Reproduce the lines below word for word, leaving out the pictures.

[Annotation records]
--------

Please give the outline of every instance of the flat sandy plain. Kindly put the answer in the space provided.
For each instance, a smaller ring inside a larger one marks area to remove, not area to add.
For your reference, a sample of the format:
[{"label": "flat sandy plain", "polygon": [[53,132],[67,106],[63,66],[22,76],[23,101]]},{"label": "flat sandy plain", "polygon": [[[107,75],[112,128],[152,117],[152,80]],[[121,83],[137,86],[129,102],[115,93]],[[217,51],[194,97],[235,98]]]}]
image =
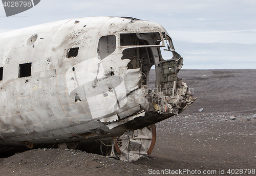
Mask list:
[{"label": "flat sandy plain", "polygon": [[178,76],[198,99],[156,124],[149,158],[129,163],[80,150],[34,149],[0,158],[0,175],[149,175],[161,170],[256,175],[256,70],[183,69]]}]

--------

▸ CORRECT OUTPUT:
Please give the outline of every instance of the flat sandy plain. Kindly put the answer in the space provided.
For each instance, a smaller ring inside a larger one marks area to remove, not area to add.
For your reference, a sample of the format:
[{"label": "flat sandy plain", "polygon": [[53,132],[67,106],[63,66],[22,76],[23,101]]},{"label": "flat sandy plain", "polygon": [[[107,75],[112,128],[152,117],[152,80]],[[121,83],[137,86],[129,102],[115,93]],[[217,51],[194,97],[235,98]]]}]
image =
Mask list:
[{"label": "flat sandy plain", "polygon": [[178,76],[198,99],[156,124],[149,158],[129,163],[80,150],[34,149],[0,158],[0,175],[149,175],[161,170],[256,175],[256,70],[183,69]]}]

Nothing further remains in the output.